What is being asked: Transcribe each line below word for word.

Source material:
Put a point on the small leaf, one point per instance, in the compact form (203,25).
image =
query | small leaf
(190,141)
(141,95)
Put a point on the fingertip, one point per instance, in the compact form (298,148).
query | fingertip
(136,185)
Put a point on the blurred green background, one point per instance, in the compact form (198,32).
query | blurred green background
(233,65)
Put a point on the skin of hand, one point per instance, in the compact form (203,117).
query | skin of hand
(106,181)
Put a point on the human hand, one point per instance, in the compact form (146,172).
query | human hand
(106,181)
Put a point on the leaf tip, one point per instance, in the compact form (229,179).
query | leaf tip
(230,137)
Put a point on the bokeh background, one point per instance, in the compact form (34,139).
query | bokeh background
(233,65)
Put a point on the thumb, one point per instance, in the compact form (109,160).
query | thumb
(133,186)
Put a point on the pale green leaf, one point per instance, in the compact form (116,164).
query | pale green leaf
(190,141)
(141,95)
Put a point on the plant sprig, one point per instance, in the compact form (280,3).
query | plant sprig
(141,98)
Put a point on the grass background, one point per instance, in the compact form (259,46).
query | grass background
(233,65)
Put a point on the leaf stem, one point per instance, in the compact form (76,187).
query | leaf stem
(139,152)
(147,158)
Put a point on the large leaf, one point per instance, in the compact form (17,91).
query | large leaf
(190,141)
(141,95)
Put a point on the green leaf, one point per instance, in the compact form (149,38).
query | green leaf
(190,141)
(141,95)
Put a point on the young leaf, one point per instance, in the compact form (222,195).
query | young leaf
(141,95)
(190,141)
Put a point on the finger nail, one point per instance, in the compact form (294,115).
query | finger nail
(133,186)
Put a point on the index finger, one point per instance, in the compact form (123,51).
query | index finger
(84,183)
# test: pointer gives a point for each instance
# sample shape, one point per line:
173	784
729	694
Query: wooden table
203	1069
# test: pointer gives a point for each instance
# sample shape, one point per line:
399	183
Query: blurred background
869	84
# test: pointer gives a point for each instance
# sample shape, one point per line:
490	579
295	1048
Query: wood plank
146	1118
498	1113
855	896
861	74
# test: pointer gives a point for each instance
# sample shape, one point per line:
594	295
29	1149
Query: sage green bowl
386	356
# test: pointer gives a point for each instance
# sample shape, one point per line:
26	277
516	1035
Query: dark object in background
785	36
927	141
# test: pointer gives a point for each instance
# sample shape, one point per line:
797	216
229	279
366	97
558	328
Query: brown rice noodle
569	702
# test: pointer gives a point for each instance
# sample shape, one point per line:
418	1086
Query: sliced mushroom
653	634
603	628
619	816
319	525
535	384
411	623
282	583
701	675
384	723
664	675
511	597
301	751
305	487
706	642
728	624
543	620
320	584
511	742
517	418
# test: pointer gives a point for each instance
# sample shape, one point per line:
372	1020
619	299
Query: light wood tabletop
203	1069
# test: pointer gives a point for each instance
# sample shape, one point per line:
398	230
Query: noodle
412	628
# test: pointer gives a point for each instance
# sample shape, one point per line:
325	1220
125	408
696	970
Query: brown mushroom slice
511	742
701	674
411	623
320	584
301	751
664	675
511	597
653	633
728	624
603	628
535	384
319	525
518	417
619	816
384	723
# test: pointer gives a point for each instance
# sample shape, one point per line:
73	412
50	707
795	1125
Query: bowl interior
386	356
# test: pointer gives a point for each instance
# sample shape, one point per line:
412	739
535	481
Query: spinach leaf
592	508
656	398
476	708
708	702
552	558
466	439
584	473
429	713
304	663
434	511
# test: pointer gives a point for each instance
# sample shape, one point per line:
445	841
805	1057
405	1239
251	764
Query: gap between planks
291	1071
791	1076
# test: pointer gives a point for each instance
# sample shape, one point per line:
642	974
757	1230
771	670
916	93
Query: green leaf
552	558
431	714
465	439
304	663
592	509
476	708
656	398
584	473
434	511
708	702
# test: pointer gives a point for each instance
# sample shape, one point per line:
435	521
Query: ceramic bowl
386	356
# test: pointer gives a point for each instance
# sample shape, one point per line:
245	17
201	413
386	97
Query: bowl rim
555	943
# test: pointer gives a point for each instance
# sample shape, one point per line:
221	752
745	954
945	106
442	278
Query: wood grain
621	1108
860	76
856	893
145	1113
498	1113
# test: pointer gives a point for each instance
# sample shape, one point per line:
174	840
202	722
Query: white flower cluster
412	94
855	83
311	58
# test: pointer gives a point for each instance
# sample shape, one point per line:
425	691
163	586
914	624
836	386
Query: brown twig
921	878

Response to the exercise:
Put a point on the small leaf, one point per instance, in the compact form (203,25).
image =
query | small leaf
(190,141)
(141,95)
Put a point on the fingertip, one point per instance, in the compact form (298,148).
query | fingertip
(136,185)
Put a point on the blurred green background, one point per instance, in the compact form (198,32).
query | blurred green background
(233,65)
Put a point on the skin of hand, one point per instance, in the compact form (203,117).
query | skin of hand
(106,181)
Put a point on the human hand, one point per instance, in the compact form (146,172).
query | human hand
(106,181)
Put a point on the leaf tip, one point per instance, in the compact form (229,179).
query | leaf tip
(230,137)
Put a point on the bokeh background, one point per instance, in the compact form (34,139).
query | bokeh background
(233,65)
Put a point on the thumb, one point per instance, in the compact form (109,160).
query | thumb
(133,186)
Put a point on the pale green leaf, one point per instance, in the compact form (116,164).
query | pale green leaf
(190,141)
(141,95)
Put a point on the plant sprig, one point per instance, in the compact form (280,3).
query | plant sprig
(141,98)
Put a point on the grass background, one point per instance, in the compact form (259,46).
query | grass background
(233,65)
Put a point on the leaf stem, one point per instance, in the compact form (76,187).
query | leaf stem
(139,152)
(147,158)
Put a point on the large leaf, one point per instance, in the compact form (17,91).
query | large leaf
(190,141)
(141,95)
Put a point on the green leaf, one point per instance, in the compact form (149,38).
query | green leaf
(190,141)
(141,95)
Put a point on the young leaf, one point per instance, in the compact form (222,195).
query | young leaf
(141,95)
(190,141)
Put a point on the finger nail, one point per instance, in the compact form (294,115).
query | finger nail
(133,186)
Put a point on the index finger, one point per instance, in the compact form (123,51).
query | index finger
(84,183)
# test: pointer gives a point for each instance
# sample shape, one point per line:
173	784
729	694
Query: wooden table
203	1069
# test: pointer gives a point for each instance
# sample shape, one point per line:
399	183
Query: blurred background
869	84
# test: pointer gives a point for each instance
# sample shape, one point per line:
490	579
295	1048
Query: wood plank
146	1118
498	1113
855	896
861	74
# test: pointer gives a point for each instance
# sample shape, one point per line:
594	295
29	1149
Query: sage green bowl
386	356
# test: pointer gives a point for each instance
# sample shape, one point per line:
26	277
516	1035
Query: dark object in background
785	36
927	141
# test: pointer gives a point for each instance
# sample shape, one point per line:
797	216
229	279
366	97
558	328
Query: brown rice noodle
569	702
# test: pointer gives a point for each instance
# sample shape, one point per line:
418	1086
Query: sliced mushroom
653	634
603	628
619	816
319	525
535	384
411	623
282	583
701	675
384	723
664	675
511	597
301	751
305	487
706	642
728	624
543	620
320	584
511	742
517	418
# test: pointer gives a point for each instance
# sample shape, one point per line:
372	1020
619	299
Query: light wood tabletop
203	1069
# test: pointer gives a point for each instance
# sample shape, one point per line:
398	230
Query: noodle
412	628
# test: pointer gives a point for each instance
# sample shape, one point per line:
325	1220
125	408
696	970
Query: brown mushroom slice
511	742
701	674
411	623
320	584
301	751
664	675
511	597
653	633
728	624
603	628
535	384
319	525
518	417
619	816
384	723
# test: pointer gives a point for each instance
# sample shape, one point per line:
73	412
50	707
795	1125
Query: bowl interior
386	356
# test: pointer gives a point for each instance
# sample shape, one point per line:
412	739
535	481
Query: spinach leaf
592	508
656	398
476	708
708	702
552	558
466	439
584	473
429	713
304	663
434	511
# test: pointer gives a point for each instance
# sample shape, one point per line:
445	841
805	1057
405	1239
251	764
Query: gap between planks
291	1071
791	1076
# test: pointer gives a point for each instance
# sample shape, one point per line:
642	974
757	1230
771	670
916	93
Query: green leaf
552	558
431	714
465	439
304	663
592	509
476	708
656	398
584	473
434	511
708	702
# test: pointer gives a point for each instance
# sample shape, one point per line:
435	521
Query: ceramic bowl
386	356
# test: pointer gives a point for each instance
# sample shape, one point per line:
245	17
201	413
386	97
Query: bowl rim
555	943
# test: pointer gives a point for each instance
# sample shape, one point per line:
221	752
745	954
945	106
442	278
Query: wood grain
621	1108
860	76
856	893
145	1113
498	1113
# test: pointer gives a point for each instance
# sample shape, one point per line:
174	840
202	722
Query: white flower cluster
412	94
855	83
311	58
# test: pointer gives a point for each instance
# sample shape, one point per line:
425	691
163	586
914	624
836	386
Query: brown twig
921	878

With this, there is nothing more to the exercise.